■ **Exercise goal**
When you retype the listing, keep every word exactly as it appears.

= = = =

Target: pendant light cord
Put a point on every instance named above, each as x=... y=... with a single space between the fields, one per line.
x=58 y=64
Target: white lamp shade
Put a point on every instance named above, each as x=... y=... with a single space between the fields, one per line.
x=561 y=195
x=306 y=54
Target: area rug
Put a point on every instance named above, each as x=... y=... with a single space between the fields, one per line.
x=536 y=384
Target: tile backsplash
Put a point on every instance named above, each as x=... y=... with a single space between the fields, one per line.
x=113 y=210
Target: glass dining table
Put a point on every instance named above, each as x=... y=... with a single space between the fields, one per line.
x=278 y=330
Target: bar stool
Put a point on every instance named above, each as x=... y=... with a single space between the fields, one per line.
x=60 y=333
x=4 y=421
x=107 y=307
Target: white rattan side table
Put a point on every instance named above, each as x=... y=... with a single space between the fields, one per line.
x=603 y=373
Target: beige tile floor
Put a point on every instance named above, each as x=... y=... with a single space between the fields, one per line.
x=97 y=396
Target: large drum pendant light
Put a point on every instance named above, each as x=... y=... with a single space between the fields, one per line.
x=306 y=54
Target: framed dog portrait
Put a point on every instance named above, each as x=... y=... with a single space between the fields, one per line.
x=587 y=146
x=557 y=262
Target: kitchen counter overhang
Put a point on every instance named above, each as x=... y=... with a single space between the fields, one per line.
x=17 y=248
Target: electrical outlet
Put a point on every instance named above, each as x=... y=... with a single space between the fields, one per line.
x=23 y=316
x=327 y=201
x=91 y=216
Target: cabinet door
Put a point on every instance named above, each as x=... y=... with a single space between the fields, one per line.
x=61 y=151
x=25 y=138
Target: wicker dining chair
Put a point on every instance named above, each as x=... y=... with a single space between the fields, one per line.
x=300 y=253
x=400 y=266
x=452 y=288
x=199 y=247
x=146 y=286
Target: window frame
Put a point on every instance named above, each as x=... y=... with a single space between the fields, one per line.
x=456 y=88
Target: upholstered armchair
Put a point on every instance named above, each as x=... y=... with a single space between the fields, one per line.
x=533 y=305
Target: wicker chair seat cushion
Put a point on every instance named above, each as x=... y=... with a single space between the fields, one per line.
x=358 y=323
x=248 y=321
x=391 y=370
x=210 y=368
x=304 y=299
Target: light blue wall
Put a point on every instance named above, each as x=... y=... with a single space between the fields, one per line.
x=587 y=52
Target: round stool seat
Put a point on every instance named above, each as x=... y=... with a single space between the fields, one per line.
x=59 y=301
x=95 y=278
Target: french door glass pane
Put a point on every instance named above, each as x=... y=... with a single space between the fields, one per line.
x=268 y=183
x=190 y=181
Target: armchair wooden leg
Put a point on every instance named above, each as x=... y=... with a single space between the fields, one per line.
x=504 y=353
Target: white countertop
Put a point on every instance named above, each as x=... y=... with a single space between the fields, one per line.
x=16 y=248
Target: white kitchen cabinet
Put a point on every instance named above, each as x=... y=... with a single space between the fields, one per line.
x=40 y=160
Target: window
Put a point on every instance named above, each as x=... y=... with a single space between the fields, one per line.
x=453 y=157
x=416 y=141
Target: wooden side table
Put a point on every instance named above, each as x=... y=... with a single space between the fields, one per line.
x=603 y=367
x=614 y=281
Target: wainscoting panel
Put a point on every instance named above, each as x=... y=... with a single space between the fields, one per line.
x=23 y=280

= = = =

■ **Exercise output**
Target: pendant light cord
Put a point on every instance named above, each as x=... y=... with a single space between the fields, one per line.
x=58 y=64
Target: white lamp shade
Put a point on every instance named above, each as x=... y=... with a single space between the fields, one per line.
x=561 y=195
x=306 y=54
Target: area rug
Put a point on every instance named above, each as x=... y=... with a single space between the fields, one per line.
x=536 y=384
Target: tile backsplash
Put a point on every instance named above, each as x=... y=... with a single space between the fields, one per line.
x=113 y=210
Target: glass dining table
Put a point on every instance named above, each as x=... y=... with a single space between the fields, one per line.
x=278 y=330
Target: bar stool
Put a point on every instance named above, each as x=... y=... with a single space between the fields, one per line.
x=60 y=333
x=4 y=421
x=107 y=307
Target: white rattan side table
Put a point on every instance named above, each as x=... y=... with a single space between the fields, one per line.
x=603 y=373
Target: beige tile floor
Put a point on every instance named above, each as x=... y=... with a single space between the fields, one per line.
x=97 y=396
Target: large drum pendant light
Put a point on every instance named above, each as x=... y=... with a single space between the fields, one per line.
x=306 y=54
Target: framed dog portrait
Put a point on every instance named above, each as x=... y=... with a single space between the fields, one per line.
x=587 y=146
x=557 y=262
Target: kitchen counter overhang
Put a point on every instance named above, each as x=... y=... with a single space between the fields, one per line.
x=17 y=248
Target: electrical outlet
Put a point on every instance named above, each as x=... y=... with a single space between the fields, one per line.
x=23 y=316
x=327 y=201
x=91 y=216
Target: cabinet door
Put a point on every instance named above, each as x=... y=... with a single space between the fields, one per line.
x=61 y=151
x=25 y=138
Target: wicker dining chair
Put a point on every instance named above, each as x=... y=... with a single space between the fields, one per line.
x=300 y=253
x=400 y=266
x=452 y=288
x=199 y=247
x=146 y=286
Target: window frame
Put a point on every instance named above, each as x=... y=... with a single space between the fields, one per line.
x=456 y=88
Target: upholstered armchair
Put a point on every instance named above, each as x=... y=... with a single space between the fields, one per line.
x=533 y=305
Target: wicker chair seat cushion
Put a point on every instance named above, each as x=... y=... with a single space between the fields, one per line.
x=358 y=323
x=248 y=321
x=391 y=370
x=210 y=368
x=304 y=299
Target: light blue wall
Put a point on every instance named above, each as x=... y=... with a single space between the fields, one per line.
x=587 y=52
Target: round stool seat
Put a point on every instance named above, each as x=... y=... with a single space between the fields, one per line.
x=59 y=301
x=95 y=278
Target: french door glass pane
Put a point on every instance named above, each as x=... y=... with a single space between the fields, one per line.
x=268 y=183
x=190 y=181
Target: armchair wooden leg
Put a point on every instance named above, each as x=... y=... with a single space between the fields, one per line.
x=504 y=353
Target: white countertop
Put a point on every instance named above, each as x=... y=... with a single space between the fields, one per line.
x=16 y=248
Target: white kitchen cabinet
Put a point on every instance named above, each as x=... y=... with a single space between the fields, one per line.
x=40 y=160
Target: window
Put a point on every instance named above, each as x=... y=... with a single space between the fields, one per line.
x=453 y=157
x=416 y=141
Target: wooden side table
Put a point on every instance named above, each as x=... y=... with a single space between the fields, one per line.
x=603 y=367
x=614 y=281
Target: wainscoting panel
Put a point on every instance named above, each as x=... y=... with a single space between the fields, one per line.
x=23 y=280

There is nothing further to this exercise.